Reproduce every line of the entries below word for word, leaving out the pictures.

[SUPPLIED DATA]
────────
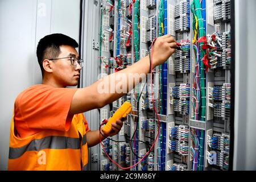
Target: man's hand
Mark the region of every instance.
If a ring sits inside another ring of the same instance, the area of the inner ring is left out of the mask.
[[[120,131],[122,127],[123,126],[123,121],[126,121],[127,117],[125,118],[122,118],[121,120],[117,119],[117,122],[115,123],[112,123],[112,130],[108,134],[108,136],[112,136],[115,135],[117,135],[118,133]],[[106,134],[104,134],[106,136]]]
[[[164,63],[175,52],[176,47],[176,41],[171,35],[166,35],[158,38],[153,46],[154,67]]]

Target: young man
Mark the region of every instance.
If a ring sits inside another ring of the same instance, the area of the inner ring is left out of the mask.
[[[150,72],[148,56],[88,87],[66,88],[78,84],[82,60],[75,49],[77,47],[75,40],[60,34],[46,36],[38,43],[36,54],[42,84],[26,89],[15,100],[9,170],[84,169],[88,160],[88,147],[100,143],[100,131],[90,131],[81,113],[102,107],[124,96],[142,80],[131,81],[128,78],[131,75],[146,75]],[[170,35],[158,38],[153,48],[152,68],[163,64],[176,47]],[[118,79],[108,81],[121,76],[127,78],[121,84]],[[99,90],[100,85],[106,83],[114,92]],[[120,84],[126,92],[118,92]],[[105,136],[117,134],[122,125],[117,120]]]

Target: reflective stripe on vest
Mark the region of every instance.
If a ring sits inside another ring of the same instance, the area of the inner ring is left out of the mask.
[[[86,134],[82,137],[82,145],[86,143]],[[28,144],[19,148],[9,148],[9,159],[15,159],[26,151],[39,151],[43,149],[80,149],[79,138],[51,136],[32,140]]]
[[[82,114],[74,115],[67,131],[46,130],[24,138],[11,122],[9,170],[82,170],[88,164],[86,129]]]

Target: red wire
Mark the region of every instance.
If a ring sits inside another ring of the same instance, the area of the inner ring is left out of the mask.
[[[155,43],[155,42],[156,40],[156,39],[157,38],[155,38],[155,39],[153,40],[153,41],[152,42],[151,46],[151,76],[150,76],[150,78],[151,78],[151,92],[152,92],[152,102],[153,102],[153,107],[154,107],[154,110],[155,111],[155,113],[156,114],[156,117],[157,117],[158,120],[159,127],[158,127],[158,134],[156,135],[156,138],[155,141],[154,142],[153,144],[152,145],[152,146],[150,148],[150,150],[148,150],[147,151],[147,152],[144,155],[144,156],[142,159],[141,159],[141,160],[138,162],[137,162],[136,164],[135,164],[134,165],[133,165],[133,166],[128,167],[122,167],[122,166],[119,165],[118,163],[115,162],[114,160],[113,160],[112,159],[111,159],[111,158],[109,156],[109,154],[108,154],[108,153],[106,152],[106,150],[105,149],[104,146],[103,145],[102,140],[101,140],[101,134],[100,134],[100,141],[101,146],[102,147],[102,148],[104,150],[105,154],[108,156],[108,158],[109,159],[109,160],[110,160],[111,162],[112,162],[114,164],[115,164],[116,166],[118,166],[120,168],[121,168],[122,169],[130,169],[130,168],[134,167],[134,166],[137,166],[138,164],[139,164],[142,161],[142,160],[144,159],[144,158],[145,158],[146,156],[148,156],[148,155],[149,154],[150,152],[152,150],[152,149],[153,148],[154,146],[155,146],[155,142],[158,140],[158,137],[159,136],[159,133],[160,133],[160,127],[159,126],[160,126],[160,123],[159,117],[158,116],[158,112],[156,111],[156,110],[155,109],[155,104],[154,104],[154,94],[153,94],[153,87],[152,87],[153,84],[152,84],[152,75],[153,75],[153,73],[152,73],[153,69],[152,69],[152,66],[153,65],[153,48],[153,48],[154,43]],[[101,123],[101,125],[100,125],[100,130],[101,129],[101,126],[104,124],[106,123],[106,122],[102,122]],[[133,149],[131,149],[131,150],[133,150]]]

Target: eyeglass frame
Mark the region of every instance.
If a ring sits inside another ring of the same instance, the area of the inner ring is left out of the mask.
[[[70,61],[70,62],[71,63],[71,65],[73,67],[76,67],[77,65],[77,64],[79,64],[80,65],[80,67],[82,67],[82,68],[84,67],[83,65],[80,64],[81,63],[84,63],[84,60],[82,59],[77,59],[77,58],[76,58],[75,57],[72,57],[72,56],[66,57],[60,57],[60,58],[51,59],[49,59],[48,60],[49,61],[54,61],[54,60],[58,60],[58,59],[68,59],[68,58],[69,58],[69,61]],[[75,60],[75,61],[76,61],[76,65],[73,65],[72,64],[72,59],[76,59]]]

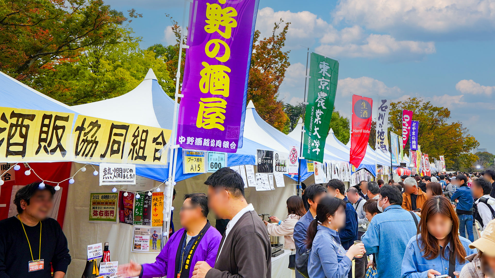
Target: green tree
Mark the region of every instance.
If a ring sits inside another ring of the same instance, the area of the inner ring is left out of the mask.
[[[287,133],[290,120],[284,111],[283,102],[277,100],[279,88],[284,81],[287,68],[291,65],[289,51],[282,50],[285,46],[286,35],[290,23],[286,23],[277,34],[283,23],[282,19],[275,23],[272,35],[268,38],[260,39],[259,31],[254,32],[248,81],[248,99],[252,100],[262,119]]]
[[[416,97],[392,102],[389,126],[391,131],[399,135],[402,134],[403,109],[414,111],[413,119],[419,121],[418,143],[430,160],[445,155],[447,170],[462,170],[477,159],[470,152],[479,143],[461,123],[448,122],[450,111],[448,108],[435,106],[430,101]],[[408,153],[409,146],[409,143],[406,145],[404,153]]]

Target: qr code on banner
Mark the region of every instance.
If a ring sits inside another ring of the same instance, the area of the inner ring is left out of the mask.
[[[239,138],[240,127],[227,126],[226,139],[237,139]]]

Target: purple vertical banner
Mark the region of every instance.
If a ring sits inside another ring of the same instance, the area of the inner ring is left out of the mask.
[[[418,121],[411,121],[411,139],[410,147],[411,150],[418,150],[418,139],[419,135],[419,122]]]
[[[194,0],[177,139],[184,148],[242,147],[258,0]]]

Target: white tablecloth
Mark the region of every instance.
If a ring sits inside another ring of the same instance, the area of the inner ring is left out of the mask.
[[[272,258],[272,278],[288,278],[293,270],[289,268],[289,256],[291,250],[284,250],[284,254]]]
────────
[CORRECT RESULT]
Target: man's hand
Mark the region of every instance.
If a ring sits inside another ring of the same instance, the area of the inner ring is left out of the mask.
[[[120,131],[122,127],[123,126],[123,121],[126,121],[127,117],[125,118],[122,118],[121,120],[117,119],[117,122],[115,123],[112,123],[112,130],[108,134],[108,136],[112,136],[115,135],[117,135],[118,133]],[[106,134],[104,134],[106,136]]]
[[[164,63],[175,52],[176,47],[176,41],[171,35],[166,35],[158,38],[153,46],[154,67]]]

Target: young man
Mark the region of every instance.
If a ring sits inside another ring of the same instance, the area of the inner ring is left out of the mask.
[[[150,72],[148,56],[88,87],[66,88],[78,84],[82,60],[75,49],[77,47],[75,40],[60,34],[46,36],[38,43],[36,54],[42,84],[26,89],[15,100],[9,170],[84,169],[88,160],[88,147],[100,143],[100,131],[90,131],[81,113],[102,107],[124,96],[142,80],[131,81],[128,78],[131,75],[146,75]],[[170,35],[158,38],[153,48],[152,68],[163,64],[176,47]],[[118,79],[108,81],[121,76],[127,78],[121,84]],[[99,90],[100,85],[106,83],[114,92]],[[120,84],[126,92],[118,92]],[[105,136],[117,134],[122,125],[117,120]]]

Target: reflective stripe on vest
Mark the region of every instance.
If a ring sits inside another ring of the same instance, the area of the inner ring is left out of the mask.
[[[86,134],[82,137],[82,145],[86,143]],[[28,144],[19,148],[9,148],[9,159],[15,159],[26,151],[39,151],[43,149],[80,149],[79,138],[51,136],[32,140]]]
[[[82,114],[74,115],[67,131],[46,130],[24,138],[11,122],[9,170],[82,170],[88,164],[86,129]]]

Target: red wire
Mark the region of every instance.
If a ring sits inside another ring of the same instance, the area of the inner ring is left out of the mask.
[[[155,43],[155,42],[156,40],[156,39],[157,38],[155,38],[155,39],[153,40],[153,41],[152,42],[151,46],[151,76],[150,76],[150,78],[151,78],[151,92],[152,92],[152,102],[153,102],[153,107],[154,107],[154,110],[155,111],[155,113],[156,114],[156,117],[157,117],[158,120],[159,127],[158,127],[158,134],[156,135],[156,138],[155,141],[154,142],[153,144],[152,145],[152,146],[150,148],[150,150],[148,150],[147,151],[147,152],[144,155],[144,156],[142,159],[141,159],[141,160],[138,162],[137,162],[136,164],[135,164],[134,165],[133,165],[133,166],[128,167],[122,167],[122,166],[119,165],[118,163],[115,162],[114,160],[113,160],[112,159],[111,159],[111,158],[109,156],[109,154],[108,154],[108,153],[106,152],[106,150],[105,149],[104,146],[103,145],[102,140],[101,140],[101,134],[100,134],[100,141],[101,146],[102,147],[102,148],[104,150],[105,154],[108,156],[108,158],[109,159],[109,160],[110,160],[111,162],[112,162],[114,164],[115,164],[116,166],[118,166],[120,168],[121,168],[122,169],[130,169],[130,168],[134,167],[134,166],[137,166],[138,164],[139,164],[142,161],[142,160],[144,159],[144,158],[145,158],[146,156],[148,156],[148,155],[149,154],[150,152],[152,150],[152,149],[153,148],[154,146],[155,146],[155,142],[158,140],[158,137],[159,136],[159,133],[160,133],[160,127],[159,126],[160,126],[160,123],[159,117],[158,116],[158,112],[156,111],[156,110],[155,109],[155,104],[154,104],[154,94],[153,94],[153,87],[152,87],[153,84],[152,84],[152,75],[153,75],[153,73],[152,73],[153,69],[152,69],[152,66],[153,65],[153,48],[153,48],[154,43]],[[101,123],[101,125],[100,125],[100,130],[101,129],[101,126],[104,124],[106,123],[106,122],[102,122]],[[133,149],[131,149],[131,150],[133,150]]]

Target: eyeglass frame
Mark the region of every instance.
If a ring sits inside another ring of the same instance, the area of the inner ring is left out of the mask.
[[[70,61],[70,62],[71,63],[71,65],[73,67],[76,67],[77,65],[77,64],[79,64],[80,65],[80,67],[82,67],[82,68],[84,67],[83,65],[80,64],[81,63],[84,63],[84,60],[82,59],[77,59],[77,58],[76,58],[75,57],[72,57],[72,56],[66,57],[60,57],[60,58],[51,59],[49,59],[48,60],[49,61],[54,61],[54,60],[58,60],[58,59],[68,59],[68,58],[69,58],[69,61]],[[75,60],[75,61],[76,61],[76,65],[73,65],[72,64],[72,59],[76,59]]]

Target: green tree
Mark the region of every instance.
If a ring sits inside another ring of the same instance, the area of the inner ring is left out of the mask.
[[[287,133],[290,120],[284,111],[283,102],[277,100],[279,88],[284,81],[287,68],[291,65],[289,51],[282,50],[285,46],[286,35],[290,23],[286,23],[277,34],[283,23],[282,19],[275,23],[272,35],[268,38],[260,39],[259,31],[254,32],[248,81],[248,99],[252,100],[262,119]]]
[[[416,97],[392,102],[389,126],[391,131],[399,135],[402,134],[403,109],[414,111],[413,119],[419,121],[418,143],[430,160],[445,155],[447,170],[462,170],[477,159],[470,152],[479,143],[461,123],[448,122],[450,111],[448,108],[435,106],[430,101]],[[408,153],[409,146],[409,143],[406,145],[404,153]]]

Target: qr code on banner
Mark the region of every instance.
If a ring sits inside another ring of the same instance, the area of the inner ring is left out of the mask.
[[[239,138],[240,127],[227,126],[226,139],[237,139]]]

Target: purple vertical banner
Mark the region of every instance.
If a ring sits inside another ring of the same instance, the area of the inner ring is left out of the mask.
[[[418,121],[411,121],[411,139],[410,147],[411,150],[418,150],[418,139],[419,135],[419,122]]]
[[[194,0],[177,139],[184,148],[242,147],[258,0]]]

Target: white tablecloth
Mark the region of every instance.
If a ring sits inside another ring of the same instance, the area of the inner ring is left out of the mask.
[[[272,258],[272,278],[288,278],[293,270],[289,268],[289,256],[291,250],[284,250],[284,254]]]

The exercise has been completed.